■ WHAT NEEDS TO BE DONE
Take the entries that follow and return exactly the lines from the one holding "Tight boxes only — no extra padding. Annotate the man's arm" through the one holding "Tight boxes only — no extra padding. Annotate the vertical", both included. Nothing else is needed.

■ EXERCISE INPUTS

*** Begin section ***

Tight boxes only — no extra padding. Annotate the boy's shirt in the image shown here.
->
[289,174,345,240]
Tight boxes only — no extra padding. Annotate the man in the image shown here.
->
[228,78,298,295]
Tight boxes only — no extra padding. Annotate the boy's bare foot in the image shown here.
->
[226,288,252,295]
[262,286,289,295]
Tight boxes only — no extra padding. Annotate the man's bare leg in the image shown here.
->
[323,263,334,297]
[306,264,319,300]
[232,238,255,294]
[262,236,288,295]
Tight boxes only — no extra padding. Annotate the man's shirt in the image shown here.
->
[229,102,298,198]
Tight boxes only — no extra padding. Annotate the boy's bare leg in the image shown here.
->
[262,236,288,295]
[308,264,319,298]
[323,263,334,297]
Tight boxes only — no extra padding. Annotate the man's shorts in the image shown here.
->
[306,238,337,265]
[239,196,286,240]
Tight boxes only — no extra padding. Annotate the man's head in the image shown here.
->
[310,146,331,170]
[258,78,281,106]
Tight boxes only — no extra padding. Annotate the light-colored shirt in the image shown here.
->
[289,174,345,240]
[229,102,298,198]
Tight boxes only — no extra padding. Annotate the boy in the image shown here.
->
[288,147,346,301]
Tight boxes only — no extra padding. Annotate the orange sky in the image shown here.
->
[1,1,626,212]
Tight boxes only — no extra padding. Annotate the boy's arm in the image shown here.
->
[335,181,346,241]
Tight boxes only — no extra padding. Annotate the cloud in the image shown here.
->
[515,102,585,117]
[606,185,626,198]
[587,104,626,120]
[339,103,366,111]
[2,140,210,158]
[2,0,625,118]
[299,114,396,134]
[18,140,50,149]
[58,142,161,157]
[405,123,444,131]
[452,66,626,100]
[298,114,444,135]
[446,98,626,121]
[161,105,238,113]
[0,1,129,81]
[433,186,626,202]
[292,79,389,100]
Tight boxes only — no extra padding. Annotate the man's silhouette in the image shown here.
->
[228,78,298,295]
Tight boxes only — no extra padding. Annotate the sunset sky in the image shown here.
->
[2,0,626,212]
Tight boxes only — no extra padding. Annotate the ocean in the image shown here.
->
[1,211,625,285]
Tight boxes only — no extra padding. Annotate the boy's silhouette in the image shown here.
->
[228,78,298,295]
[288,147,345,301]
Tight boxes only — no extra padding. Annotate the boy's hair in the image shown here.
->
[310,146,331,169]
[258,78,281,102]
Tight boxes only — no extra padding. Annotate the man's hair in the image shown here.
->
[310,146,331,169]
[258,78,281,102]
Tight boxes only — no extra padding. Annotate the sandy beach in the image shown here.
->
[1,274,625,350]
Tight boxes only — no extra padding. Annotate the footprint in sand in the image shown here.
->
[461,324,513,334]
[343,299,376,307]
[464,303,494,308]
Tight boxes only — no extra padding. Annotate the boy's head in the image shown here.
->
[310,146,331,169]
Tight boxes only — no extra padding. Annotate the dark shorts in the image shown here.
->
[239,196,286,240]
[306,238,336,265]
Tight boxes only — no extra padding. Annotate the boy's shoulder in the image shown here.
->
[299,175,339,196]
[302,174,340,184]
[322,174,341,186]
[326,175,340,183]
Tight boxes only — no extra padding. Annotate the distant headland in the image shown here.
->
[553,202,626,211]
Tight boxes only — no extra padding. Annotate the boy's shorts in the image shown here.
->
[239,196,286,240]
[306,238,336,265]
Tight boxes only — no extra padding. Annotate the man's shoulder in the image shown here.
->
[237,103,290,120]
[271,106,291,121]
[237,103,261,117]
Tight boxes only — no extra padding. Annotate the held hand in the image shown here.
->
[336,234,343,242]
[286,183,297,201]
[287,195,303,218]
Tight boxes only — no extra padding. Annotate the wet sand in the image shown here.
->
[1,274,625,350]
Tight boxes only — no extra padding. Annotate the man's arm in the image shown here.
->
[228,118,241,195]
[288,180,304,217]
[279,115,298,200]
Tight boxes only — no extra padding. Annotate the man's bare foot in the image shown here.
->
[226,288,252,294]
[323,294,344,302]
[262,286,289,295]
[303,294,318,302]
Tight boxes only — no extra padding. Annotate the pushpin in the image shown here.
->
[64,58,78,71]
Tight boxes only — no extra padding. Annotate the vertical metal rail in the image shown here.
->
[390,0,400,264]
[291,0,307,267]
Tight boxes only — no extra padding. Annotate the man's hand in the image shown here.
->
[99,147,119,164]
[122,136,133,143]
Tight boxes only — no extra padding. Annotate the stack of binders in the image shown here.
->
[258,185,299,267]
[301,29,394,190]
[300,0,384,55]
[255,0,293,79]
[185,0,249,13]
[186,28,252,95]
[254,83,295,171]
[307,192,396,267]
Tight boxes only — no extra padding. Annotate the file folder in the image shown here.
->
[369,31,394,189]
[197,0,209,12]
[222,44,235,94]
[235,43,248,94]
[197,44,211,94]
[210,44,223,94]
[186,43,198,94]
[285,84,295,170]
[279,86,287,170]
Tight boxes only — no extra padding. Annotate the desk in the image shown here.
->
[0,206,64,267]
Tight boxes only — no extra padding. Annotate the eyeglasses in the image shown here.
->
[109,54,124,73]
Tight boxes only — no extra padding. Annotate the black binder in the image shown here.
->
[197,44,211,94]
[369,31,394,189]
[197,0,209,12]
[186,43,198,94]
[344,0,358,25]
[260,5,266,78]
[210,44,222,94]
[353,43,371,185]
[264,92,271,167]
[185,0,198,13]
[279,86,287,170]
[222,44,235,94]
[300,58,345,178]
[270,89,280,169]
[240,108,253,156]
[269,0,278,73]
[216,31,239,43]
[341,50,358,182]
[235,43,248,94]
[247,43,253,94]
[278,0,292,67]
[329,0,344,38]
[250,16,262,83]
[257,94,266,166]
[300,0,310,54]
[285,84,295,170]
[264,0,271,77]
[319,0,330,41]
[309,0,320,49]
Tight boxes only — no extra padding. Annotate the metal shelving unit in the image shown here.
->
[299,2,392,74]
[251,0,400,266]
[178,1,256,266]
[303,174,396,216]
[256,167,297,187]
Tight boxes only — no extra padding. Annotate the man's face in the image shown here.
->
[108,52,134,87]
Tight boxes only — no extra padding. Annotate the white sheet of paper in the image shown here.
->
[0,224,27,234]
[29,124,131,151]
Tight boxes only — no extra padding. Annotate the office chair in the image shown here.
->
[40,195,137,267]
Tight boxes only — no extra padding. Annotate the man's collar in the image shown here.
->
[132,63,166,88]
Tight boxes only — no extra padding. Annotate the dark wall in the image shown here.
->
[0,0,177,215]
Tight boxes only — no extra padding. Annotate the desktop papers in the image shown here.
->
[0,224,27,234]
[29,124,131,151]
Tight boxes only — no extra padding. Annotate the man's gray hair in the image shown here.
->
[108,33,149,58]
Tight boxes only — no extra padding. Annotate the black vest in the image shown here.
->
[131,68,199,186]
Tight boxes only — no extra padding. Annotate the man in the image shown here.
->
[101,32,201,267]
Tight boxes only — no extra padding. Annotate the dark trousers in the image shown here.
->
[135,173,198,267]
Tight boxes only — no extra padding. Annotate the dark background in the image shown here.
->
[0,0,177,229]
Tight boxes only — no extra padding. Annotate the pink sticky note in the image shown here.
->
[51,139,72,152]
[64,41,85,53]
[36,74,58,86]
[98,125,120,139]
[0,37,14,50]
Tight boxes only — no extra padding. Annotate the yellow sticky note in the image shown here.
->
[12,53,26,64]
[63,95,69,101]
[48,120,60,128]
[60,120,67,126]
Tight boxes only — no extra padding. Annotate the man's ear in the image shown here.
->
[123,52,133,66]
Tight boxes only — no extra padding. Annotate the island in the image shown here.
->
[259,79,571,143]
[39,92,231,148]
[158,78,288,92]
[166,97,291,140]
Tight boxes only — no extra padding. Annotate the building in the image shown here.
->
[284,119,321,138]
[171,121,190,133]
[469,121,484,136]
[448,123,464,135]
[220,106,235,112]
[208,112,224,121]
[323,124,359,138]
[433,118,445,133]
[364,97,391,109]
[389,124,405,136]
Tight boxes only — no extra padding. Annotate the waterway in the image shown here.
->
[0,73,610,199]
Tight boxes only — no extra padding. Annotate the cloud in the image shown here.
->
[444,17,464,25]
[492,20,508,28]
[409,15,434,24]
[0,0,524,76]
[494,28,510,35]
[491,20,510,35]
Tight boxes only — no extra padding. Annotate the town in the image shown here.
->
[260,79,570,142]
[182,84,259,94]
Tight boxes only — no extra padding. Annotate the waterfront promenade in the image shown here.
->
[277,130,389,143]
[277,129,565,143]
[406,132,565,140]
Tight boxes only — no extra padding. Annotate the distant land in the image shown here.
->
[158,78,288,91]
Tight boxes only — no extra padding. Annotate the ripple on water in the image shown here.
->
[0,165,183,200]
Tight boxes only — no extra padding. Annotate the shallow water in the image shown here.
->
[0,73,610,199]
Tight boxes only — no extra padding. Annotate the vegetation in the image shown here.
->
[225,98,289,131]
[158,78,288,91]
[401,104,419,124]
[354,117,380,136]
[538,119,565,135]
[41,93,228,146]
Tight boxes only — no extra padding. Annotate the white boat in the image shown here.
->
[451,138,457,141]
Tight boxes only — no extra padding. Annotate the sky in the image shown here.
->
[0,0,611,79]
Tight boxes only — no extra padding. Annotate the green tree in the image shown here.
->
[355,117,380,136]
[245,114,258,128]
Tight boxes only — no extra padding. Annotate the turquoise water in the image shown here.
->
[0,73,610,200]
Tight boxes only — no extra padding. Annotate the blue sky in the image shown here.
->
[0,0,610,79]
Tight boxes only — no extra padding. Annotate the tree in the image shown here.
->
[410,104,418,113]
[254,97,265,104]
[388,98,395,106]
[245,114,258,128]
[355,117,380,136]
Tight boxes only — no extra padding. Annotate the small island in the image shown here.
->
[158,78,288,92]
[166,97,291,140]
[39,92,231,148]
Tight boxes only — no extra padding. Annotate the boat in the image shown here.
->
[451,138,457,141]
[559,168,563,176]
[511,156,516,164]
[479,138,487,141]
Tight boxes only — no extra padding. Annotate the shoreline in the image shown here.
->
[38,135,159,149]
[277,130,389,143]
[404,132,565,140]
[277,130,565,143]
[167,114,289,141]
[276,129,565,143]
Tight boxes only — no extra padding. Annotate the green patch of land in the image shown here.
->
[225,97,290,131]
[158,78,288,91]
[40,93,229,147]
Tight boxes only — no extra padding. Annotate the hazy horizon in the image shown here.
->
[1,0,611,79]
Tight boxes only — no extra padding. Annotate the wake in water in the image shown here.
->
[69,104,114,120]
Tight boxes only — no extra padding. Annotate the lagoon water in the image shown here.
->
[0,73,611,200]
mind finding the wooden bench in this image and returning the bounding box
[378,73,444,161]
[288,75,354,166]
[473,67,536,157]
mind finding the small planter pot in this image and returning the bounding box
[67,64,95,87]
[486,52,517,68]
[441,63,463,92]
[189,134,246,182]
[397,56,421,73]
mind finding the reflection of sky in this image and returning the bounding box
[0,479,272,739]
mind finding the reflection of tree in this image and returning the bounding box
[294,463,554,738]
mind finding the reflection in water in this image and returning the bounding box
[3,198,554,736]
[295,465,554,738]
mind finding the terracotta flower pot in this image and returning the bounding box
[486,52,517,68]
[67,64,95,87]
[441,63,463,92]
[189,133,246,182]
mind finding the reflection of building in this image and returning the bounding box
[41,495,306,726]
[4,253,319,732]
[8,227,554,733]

*** End section ***

■ WRITTEN ANSWER
Tight boxes only — no extra padding. Annotate the man's arm in the image shown here.
->
[228,118,241,195]
[288,180,304,217]
[279,115,298,200]
Tight boxes only — no extra padding. Annotate the man's bare foot in the image shown here.
->
[226,288,252,294]
[323,294,344,302]
[262,286,289,295]
[303,294,318,302]
Tight boxes only — no extra padding. Annotate the pushpin in the image shown here.
->
[64,58,78,71]
Tight boxes only — no extra padding. Annotate the vertical metal rail in the image shown here.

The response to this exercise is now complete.